■ **The exercise**:
Reproduce every one of the records below, substituting "is requested" for each occurrence of "would be appreciated" and leaving all other wording unchanged.

━━━ Entries shown ━━━

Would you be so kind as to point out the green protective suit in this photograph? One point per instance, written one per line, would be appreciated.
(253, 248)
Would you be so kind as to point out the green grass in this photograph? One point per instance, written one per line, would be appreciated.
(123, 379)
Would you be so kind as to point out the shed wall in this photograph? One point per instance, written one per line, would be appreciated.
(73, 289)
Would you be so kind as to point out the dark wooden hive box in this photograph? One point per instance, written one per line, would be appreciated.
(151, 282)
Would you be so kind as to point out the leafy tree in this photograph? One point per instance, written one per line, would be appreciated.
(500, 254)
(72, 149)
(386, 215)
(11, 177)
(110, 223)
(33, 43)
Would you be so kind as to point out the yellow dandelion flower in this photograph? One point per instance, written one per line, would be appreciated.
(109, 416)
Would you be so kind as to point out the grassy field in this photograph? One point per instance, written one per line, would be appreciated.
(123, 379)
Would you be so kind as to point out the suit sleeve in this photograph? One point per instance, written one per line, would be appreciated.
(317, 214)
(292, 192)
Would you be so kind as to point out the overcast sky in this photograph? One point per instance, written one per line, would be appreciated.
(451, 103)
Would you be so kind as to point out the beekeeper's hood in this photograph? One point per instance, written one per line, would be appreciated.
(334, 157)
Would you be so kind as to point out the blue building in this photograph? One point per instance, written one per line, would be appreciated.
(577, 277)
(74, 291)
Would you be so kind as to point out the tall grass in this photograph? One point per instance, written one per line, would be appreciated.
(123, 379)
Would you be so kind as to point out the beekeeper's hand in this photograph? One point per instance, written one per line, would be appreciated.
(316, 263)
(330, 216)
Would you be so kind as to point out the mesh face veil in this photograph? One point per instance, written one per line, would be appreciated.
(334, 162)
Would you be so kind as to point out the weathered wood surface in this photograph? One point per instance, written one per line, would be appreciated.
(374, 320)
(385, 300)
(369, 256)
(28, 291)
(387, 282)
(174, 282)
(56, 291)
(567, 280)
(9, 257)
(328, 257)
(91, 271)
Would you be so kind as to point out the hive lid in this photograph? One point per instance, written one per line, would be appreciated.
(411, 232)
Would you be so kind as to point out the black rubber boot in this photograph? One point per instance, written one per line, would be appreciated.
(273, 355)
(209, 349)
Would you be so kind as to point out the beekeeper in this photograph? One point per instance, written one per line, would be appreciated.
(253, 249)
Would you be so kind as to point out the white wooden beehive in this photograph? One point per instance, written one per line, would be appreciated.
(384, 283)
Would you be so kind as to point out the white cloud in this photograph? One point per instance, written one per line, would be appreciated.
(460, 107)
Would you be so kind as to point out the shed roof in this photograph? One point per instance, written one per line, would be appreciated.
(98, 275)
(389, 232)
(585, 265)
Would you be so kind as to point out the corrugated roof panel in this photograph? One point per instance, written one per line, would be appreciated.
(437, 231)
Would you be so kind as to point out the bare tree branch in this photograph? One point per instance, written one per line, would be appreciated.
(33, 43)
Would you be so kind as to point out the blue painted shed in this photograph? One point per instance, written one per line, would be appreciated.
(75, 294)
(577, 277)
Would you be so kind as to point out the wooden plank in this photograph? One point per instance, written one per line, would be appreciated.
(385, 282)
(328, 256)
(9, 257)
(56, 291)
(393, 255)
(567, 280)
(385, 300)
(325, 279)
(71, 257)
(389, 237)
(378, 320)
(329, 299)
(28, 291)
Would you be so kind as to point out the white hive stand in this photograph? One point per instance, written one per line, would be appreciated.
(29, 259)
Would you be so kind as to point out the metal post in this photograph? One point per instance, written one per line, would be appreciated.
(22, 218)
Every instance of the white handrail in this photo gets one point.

━━━

■ **The solution**:
Would you be so kind as to point out the green protective suit in this photograph? One point per instance, written one per line, is requested.
(253, 248)
Would you be so kind as to point out the green grass in this photograph? One point per instance, written one per line, is requested.
(123, 379)
Would you be so kind as to point out the shed wall in this photograph? One point per instance, written one per line, is requested.
(73, 289)
Would you be so kind as to point out the dark wooden hive box in this photograph? One point per instance, written one per line, is requested.
(151, 282)
Would you be so kind as to point out the leafy tree in this photograph? One point per instance, written one per line, is requested.
(500, 254)
(72, 149)
(386, 215)
(11, 177)
(110, 223)
(33, 43)
Would you be so kind as to point out the yellow dandelion flower in this photograph? One point per instance, written one per line, is requested.
(109, 416)
Would you be so kind as to point out the grassy field in this photograph? One point per instance, written one per line, is requested.
(123, 379)
Would you be so kind as to point out the suit sleeve in this photograph? One point per instance, written one per line, is requested.
(317, 214)
(292, 192)
Would you be so kind as to point out the overcast sky in this photograph? One point per instance, written one per line, is requested.
(451, 103)
Would you be so kind as to point out the beekeeper's hood in this photograph? One point per instance, written one per line, is requested.
(334, 157)
Would you be so kind as to point out the blue building in this photograph? One point per instance, written one per line, is requested.
(577, 277)
(74, 291)
Would you be so kind as to point out the tall grass in this photograph? One point per instance, written one per line, is requested.
(123, 379)
Would you be so kind as to point out the beekeeper's hand in this photograph? One point per instance, written one per line, is requested.
(316, 263)
(330, 216)
Would you be so kind as to point out the mesh face veil in this photograph? One point per instance, written one per line, is requested.
(334, 162)
Would you be so kind as to point out the weathered wood surface in this photograph? One point per instance, written one per line, is requested.
(374, 320)
(385, 300)
(369, 256)
(28, 291)
(387, 282)
(174, 282)
(56, 291)
(567, 280)
(9, 257)
(328, 257)
(91, 271)
Would you be so kind as to point out the hive lid in this photograph? One point per instance, written one per line, is requested.
(411, 232)
Would you be so kind as to point out the black rubber boot in this photograph? One point per instance, written one per line, is requested.
(273, 355)
(209, 349)
Would you be so kind as to point out the beekeeper in this photograph? One point per instance, written one per line, is requested.
(253, 249)
Would you be so kind as to point out the white wooden beehive in this photograph? One point per instance, written one per line, is requested.
(384, 283)
Would you be so kind as to point out the white cloud in this photograph? One point per instance, written one per line, is requested.
(460, 107)
Would you be so kind as to point out the shed roof in this photograph? One point per instance, written one per line, is requested.
(98, 275)
(389, 232)
(585, 265)
Would you be so kind as to point out the corrugated roof panel in this photograph? One point per instance, written one per line, is requested.
(437, 231)
Would you be so kind as to point out the bare tree branch in this photograph? One point per instance, written one per line, is requested.
(33, 43)
Would you be so kind as to point out the blue painted shed in this photograph? One point per instance, written one per line, is requested.
(75, 294)
(577, 277)
Would you be so kind as to point out the wooden plank in this photograph? One point per instance, written one per line, is requested.
(385, 282)
(328, 256)
(9, 257)
(56, 291)
(393, 255)
(567, 280)
(385, 300)
(325, 279)
(71, 257)
(389, 237)
(378, 320)
(329, 299)
(28, 291)
Would you be so kind as to point out the white hive stand in this photograph? One point per instance, written one per line, is requested.
(29, 259)
Would you be so kind as to point out the metal post in this photograph? One point per instance, written one per line, is requested.
(22, 218)
Every instance of the white handrail in this photo gets one point.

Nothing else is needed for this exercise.